**DATA TO PROCESS**.
START

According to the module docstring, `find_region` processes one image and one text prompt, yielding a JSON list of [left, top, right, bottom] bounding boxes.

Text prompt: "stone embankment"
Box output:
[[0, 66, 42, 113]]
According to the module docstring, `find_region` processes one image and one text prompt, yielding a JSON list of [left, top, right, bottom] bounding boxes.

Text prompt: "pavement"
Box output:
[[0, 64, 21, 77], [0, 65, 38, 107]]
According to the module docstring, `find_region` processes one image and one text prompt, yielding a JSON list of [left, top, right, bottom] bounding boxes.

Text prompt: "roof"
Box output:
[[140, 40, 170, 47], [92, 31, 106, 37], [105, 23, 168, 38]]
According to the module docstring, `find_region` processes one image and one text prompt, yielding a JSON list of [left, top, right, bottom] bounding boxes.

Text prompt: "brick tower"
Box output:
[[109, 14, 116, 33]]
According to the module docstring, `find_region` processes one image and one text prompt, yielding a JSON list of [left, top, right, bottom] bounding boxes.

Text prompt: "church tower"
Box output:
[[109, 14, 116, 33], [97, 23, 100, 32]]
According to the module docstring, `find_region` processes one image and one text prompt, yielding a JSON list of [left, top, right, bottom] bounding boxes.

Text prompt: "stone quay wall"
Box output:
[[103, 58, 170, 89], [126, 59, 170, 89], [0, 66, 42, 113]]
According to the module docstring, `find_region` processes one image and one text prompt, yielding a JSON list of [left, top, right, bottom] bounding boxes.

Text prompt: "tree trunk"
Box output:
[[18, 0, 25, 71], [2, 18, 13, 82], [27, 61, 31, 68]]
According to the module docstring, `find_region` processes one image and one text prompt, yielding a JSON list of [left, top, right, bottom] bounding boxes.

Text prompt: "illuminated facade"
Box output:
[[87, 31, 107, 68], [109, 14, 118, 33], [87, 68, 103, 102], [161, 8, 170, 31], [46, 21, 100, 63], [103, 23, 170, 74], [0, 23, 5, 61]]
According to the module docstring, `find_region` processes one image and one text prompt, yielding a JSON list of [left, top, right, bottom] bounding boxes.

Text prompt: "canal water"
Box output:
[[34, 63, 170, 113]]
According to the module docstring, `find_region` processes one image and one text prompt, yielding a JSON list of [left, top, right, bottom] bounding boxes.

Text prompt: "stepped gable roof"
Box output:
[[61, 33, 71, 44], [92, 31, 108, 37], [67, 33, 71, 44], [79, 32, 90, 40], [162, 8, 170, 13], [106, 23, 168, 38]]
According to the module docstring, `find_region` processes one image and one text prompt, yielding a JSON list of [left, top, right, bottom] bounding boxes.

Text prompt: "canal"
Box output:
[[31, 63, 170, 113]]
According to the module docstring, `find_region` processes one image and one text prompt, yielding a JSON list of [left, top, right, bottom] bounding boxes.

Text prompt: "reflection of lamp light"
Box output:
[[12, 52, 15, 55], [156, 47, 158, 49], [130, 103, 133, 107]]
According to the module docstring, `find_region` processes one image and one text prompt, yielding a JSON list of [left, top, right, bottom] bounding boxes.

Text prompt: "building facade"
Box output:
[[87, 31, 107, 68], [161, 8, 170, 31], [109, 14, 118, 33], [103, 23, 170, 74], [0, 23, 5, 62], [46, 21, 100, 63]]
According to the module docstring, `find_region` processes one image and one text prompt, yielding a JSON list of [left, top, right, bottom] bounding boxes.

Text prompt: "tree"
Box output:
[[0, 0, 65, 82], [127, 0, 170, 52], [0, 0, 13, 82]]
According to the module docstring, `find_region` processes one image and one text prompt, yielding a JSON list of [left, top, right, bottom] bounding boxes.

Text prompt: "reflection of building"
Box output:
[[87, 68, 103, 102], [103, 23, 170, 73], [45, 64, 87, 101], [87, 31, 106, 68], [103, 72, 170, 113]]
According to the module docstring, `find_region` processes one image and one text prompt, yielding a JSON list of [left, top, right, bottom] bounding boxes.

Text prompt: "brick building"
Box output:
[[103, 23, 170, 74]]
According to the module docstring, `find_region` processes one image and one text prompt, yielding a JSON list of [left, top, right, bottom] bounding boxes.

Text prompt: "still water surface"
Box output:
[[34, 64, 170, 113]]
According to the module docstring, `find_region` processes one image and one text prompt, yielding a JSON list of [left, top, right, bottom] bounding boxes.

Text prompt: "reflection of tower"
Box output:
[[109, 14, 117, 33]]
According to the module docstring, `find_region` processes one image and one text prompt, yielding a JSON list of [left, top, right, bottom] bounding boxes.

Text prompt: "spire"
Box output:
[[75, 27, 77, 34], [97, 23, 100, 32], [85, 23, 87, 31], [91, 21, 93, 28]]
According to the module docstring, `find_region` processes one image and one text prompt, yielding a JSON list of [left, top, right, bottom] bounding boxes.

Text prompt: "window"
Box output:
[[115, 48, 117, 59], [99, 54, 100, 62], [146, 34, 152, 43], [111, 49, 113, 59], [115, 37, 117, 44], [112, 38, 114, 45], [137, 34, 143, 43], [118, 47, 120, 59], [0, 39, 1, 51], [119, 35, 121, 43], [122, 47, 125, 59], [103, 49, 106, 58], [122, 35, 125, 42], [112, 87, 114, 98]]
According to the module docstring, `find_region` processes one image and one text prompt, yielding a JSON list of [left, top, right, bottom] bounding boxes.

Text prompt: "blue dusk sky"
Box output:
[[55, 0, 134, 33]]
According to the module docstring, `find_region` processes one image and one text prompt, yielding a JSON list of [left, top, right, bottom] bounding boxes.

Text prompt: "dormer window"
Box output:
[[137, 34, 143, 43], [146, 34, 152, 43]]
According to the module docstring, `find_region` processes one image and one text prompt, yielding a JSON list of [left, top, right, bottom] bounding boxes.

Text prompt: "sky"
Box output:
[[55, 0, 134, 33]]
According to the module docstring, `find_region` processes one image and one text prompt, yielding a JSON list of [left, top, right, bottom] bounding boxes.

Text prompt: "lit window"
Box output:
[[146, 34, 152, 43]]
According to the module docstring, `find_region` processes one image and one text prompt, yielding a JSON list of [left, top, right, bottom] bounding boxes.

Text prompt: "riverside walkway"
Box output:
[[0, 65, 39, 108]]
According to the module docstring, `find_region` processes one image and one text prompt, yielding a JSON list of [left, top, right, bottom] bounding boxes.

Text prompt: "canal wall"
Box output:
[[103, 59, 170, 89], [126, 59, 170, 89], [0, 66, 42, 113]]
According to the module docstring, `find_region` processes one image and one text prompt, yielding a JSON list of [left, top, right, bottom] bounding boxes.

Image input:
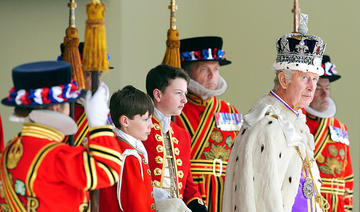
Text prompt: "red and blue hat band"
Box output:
[[7, 81, 81, 106], [181, 48, 226, 62]]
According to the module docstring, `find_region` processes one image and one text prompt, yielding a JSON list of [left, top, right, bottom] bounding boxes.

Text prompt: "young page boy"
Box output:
[[99, 85, 155, 212], [144, 65, 207, 211]]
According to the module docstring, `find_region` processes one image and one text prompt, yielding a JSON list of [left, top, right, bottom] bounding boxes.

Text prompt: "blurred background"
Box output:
[[0, 0, 360, 211]]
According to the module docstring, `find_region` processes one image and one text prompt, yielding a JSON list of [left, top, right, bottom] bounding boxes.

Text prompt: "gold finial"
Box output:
[[292, 0, 300, 33], [68, 0, 77, 27], [169, 0, 177, 29]]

END

**SHORT EXERCISE**.
Can you write out every record above again, substituting "Detected boxes" for "Box output" wherever it occurs and keeping everything else the same? Leave the pictures out.

**ANSWER TO THE PROBLEM**.
According to the module docstring, `find_region` processes one image and one text prompt, yielding a JSON list of [left, top, right, bottom] bounding boxes.

Text prompt: "stone embankment"
Detected boxes:
[[0, 66, 42, 113]]
According to the module docstring, `find_region` processes one image and one text prompt, yielding a JSON list of [left, top, right, bottom] bounding boxes.

Text prompt: "pavement"
Detected boxes:
[[0, 64, 21, 77], [0, 65, 38, 107]]
According to the module docstring, `find_region` processes one image and one text prompt, yielding a JSON list of [left, top, right, bottom] bounding boxes.

Text prompt: "roof"
Detected boxes:
[[140, 40, 170, 47], [92, 31, 106, 37], [105, 23, 168, 38]]
According to the module docstring, `find_region` processes one image and one text prompt, yielding a JSON list of [left, top, right, bottom] bounding boxes.

Text prompt: "brick tower"
Detected boxes:
[[109, 14, 116, 33]]
According to the module docstring, `find_region` processes one image and one text prompt, yielding a JSON list of [left, top, right, bottom] bounding boxes.

Text prompt: "church tower"
Detected boxes:
[[109, 14, 116, 33], [97, 23, 100, 32]]
According to the module docstring, `find_region` processes one image and one text prompt, yielding a JSON list of [left, top, right, bottom] bounding boxes.

Text prompt: "stone quay wall"
Detected boxes:
[[103, 58, 170, 89], [126, 59, 170, 89], [0, 66, 42, 113]]
According to the module docstring, `find_region` processes one image and one text prompt, yielding a JSON list of [left, top, right, bottom] bounding boxes.

Text prompt: "tree trunk"
Detected boxes:
[[18, 0, 25, 71], [2, 18, 13, 82], [27, 61, 31, 68]]
According to the module docstring, `find_region` processes one image and one text prompt, yielding a JSON list of [left, top, right, bottom] bounding boxes.

Text prompt: "illuminated facade"
Detected boxes:
[[87, 31, 107, 68], [109, 14, 118, 33], [87, 68, 103, 102], [161, 8, 170, 31], [46, 21, 100, 63], [103, 23, 170, 74], [0, 23, 5, 61]]
According to the module docstring, `find_region` processes one image and one text prompt, yielding a JSON list of [left, top, right, bottom] bounding boxes.

Text prompt: "canal water"
Detected boxes:
[[34, 63, 170, 113]]
According to the module docstring, `find_region` processes one image and one text prompt, yielding a JSON list of [left, top, right, bottom] bounding boxes.

Text prompt: "stepped gable roof"
Detected boxes:
[[61, 33, 71, 44], [92, 31, 108, 37], [67, 33, 71, 44], [79, 32, 90, 40], [162, 8, 170, 13], [106, 23, 168, 38]]
According to the module docstring, `find_region` processes one image and one text prompt, yielding a JSON list of [left, top, right, bottom] bounding boxes.

Text prompt: "canal"
Detected boxes:
[[31, 63, 170, 113]]
According to the module docstring, `find_region` processes one image and one text prompt, yielding a JSON list of [left, top, right, bottom] bounding boxes.

Text prompt: "reflection of lamp light"
Detected boxes:
[[12, 52, 15, 55], [156, 47, 158, 49], [130, 103, 133, 107]]
According to the module docstring, `find_region` processes one image and one text prompt, yielding a JSON list of [left, top, right, bottom] bounding boxes.

Text prompt: "building facade"
Detected boxes:
[[87, 31, 107, 68], [161, 8, 170, 31], [109, 14, 118, 33], [103, 23, 170, 74], [0, 23, 5, 62], [46, 21, 100, 63]]
According to the module docstring, `find_region` processes one image and one text prompt, yielding a JSON list of [left, top, right, bottom] bounding boxes.

Text prompt: "tree"
Detected boxes:
[[0, 0, 65, 82], [127, 0, 170, 52], [0, 0, 13, 82]]
According to the module docstring, `find_region` processes one image and one text prompt, yielding a JSON list of [left, top, right, bottom] bounding boxes.

Text prompt: "reflection of building"
Detected boxes:
[[87, 68, 103, 102], [103, 23, 170, 73], [45, 64, 87, 101], [87, 31, 106, 68], [103, 72, 170, 113]]
According to the module docstring, `find_region` processes one image and one text prompt, yielding a JSON list of [left, top, right, bottom] bounding boxes.

Text prompt: "brick building"
Detected boxes:
[[103, 23, 170, 74]]
According to the module docstring, `find_region` processes one image and one text prompt, yielding a JSON list of [left, top, right, bottom] bounding boxes.

Text prompt: "still water surface"
Detected boxes:
[[34, 64, 170, 113]]
According to the module docstring, `find_region` processes one image and one text prompt, yielding a JSON list of [left, top, right, bottom] bounding boxes.

Text prompt: "reflection of tower"
Detected boxes:
[[109, 14, 117, 33]]
According to the module docstring, `find_region` processes one image and one text prompt, yielding a JSON list of [left, top, right, bottom] bounding boxes.

Text prompt: "spire"
Detected boxes:
[[75, 27, 77, 34], [97, 23, 100, 32], [85, 23, 87, 31], [91, 21, 93, 28]]
According to the module docstring, `find_region` processes one image and one text prompt, yielding a JSON list of [left, top, right, bottom] bounding boxes.

Text prompt: "window"
Detected boxes:
[[115, 48, 117, 59], [99, 54, 100, 62], [146, 34, 152, 43], [111, 49, 113, 59], [115, 37, 117, 44], [112, 38, 114, 45], [137, 34, 143, 43], [118, 47, 120, 59], [0, 39, 1, 51], [119, 35, 121, 43], [122, 47, 125, 59], [103, 49, 106, 58], [122, 35, 125, 42], [112, 87, 114, 98]]
According to the module docstring, `find_region` processes one image and one text prompt, yielding a JSON list of [left, top, right, bottom] bounding boxes.

Text prompt: "blue dusk sky"
Detected boxes:
[[55, 0, 134, 33]]
According to the module docstring, `find_region` processes one image and one text prompt, yielding a JSON list of [left, top, right, bottom] bounding boxes.

Text prompt: "dormer window"
Detected boxes:
[[137, 34, 143, 43], [146, 34, 152, 43]]
According to the module docstring, `find_region` processes one image and one text prompt, yielding a JSON list of [left, top, right, bottom] bounding boxes.

Text prompt: "sky"
Detected boxes:
[[55, 0, 134, 33]]
According to the module docstring, `find_region` processes one image and one text prompt, yielding a JSON list of [left, top, right, bottom] bounding boxes.

Text prompt: "lit window"
Detected boxes:
[[146, 34, 152, 43]]
According to the module docstring, `find_region` processes one image and one text prompt, yielding a JSON list of [left, top, right, bottom] bounding boxes.

Text prompt: "riverside walkway"
Detected boxes:
[[0, 65, 39, 108]]
According to the module docstring, `find_region` processes one image and one text prompt, yielding a JSON list of [left, top, right, bottom] bounding boxes.

Text prompt: "canal wall"
Detected boxes:
[[103, 59, 170, 89], [126, 59, 170, 89], [0, 66, 42, 113]]
According to the module docstring, `find_region` processes one image and one text prompt, yielding a JSON list of [left, top, right, bottom] bounding boxes.

Image input:
Text prompt: "red and blue hat band"
Detected boxes:
[[7, 81, 81, 106], [181, 48, 226, 62]]
According to the module docstring, `find_region` processes one image and one text prompt, yielding a JSON list of [left, top, right, bottom] bounding boxes.

Text prompt: "young page boy"
Detected boxes:
[[99, 85, 155, 212], [144, 65, 207, 211]]
According to the module docstring, `find_region` processes one image and one text prompt, yielding a JSON list of [left, top, right, bottom] bounding boxes.

Text prompt: "blurred background"
Detected boxes:
[[0, 0, 360, 211]]
According to the module docstring, `find_region` processes one image and one text prompt, yielding a JSON list of [left, top, right, bottom] bounding boxes.

Text prompt: "gold finial"
Detected boxes:
[[292, 0, 300, 33], [68, 0, 77, 27], [169, 0, 177, 29]]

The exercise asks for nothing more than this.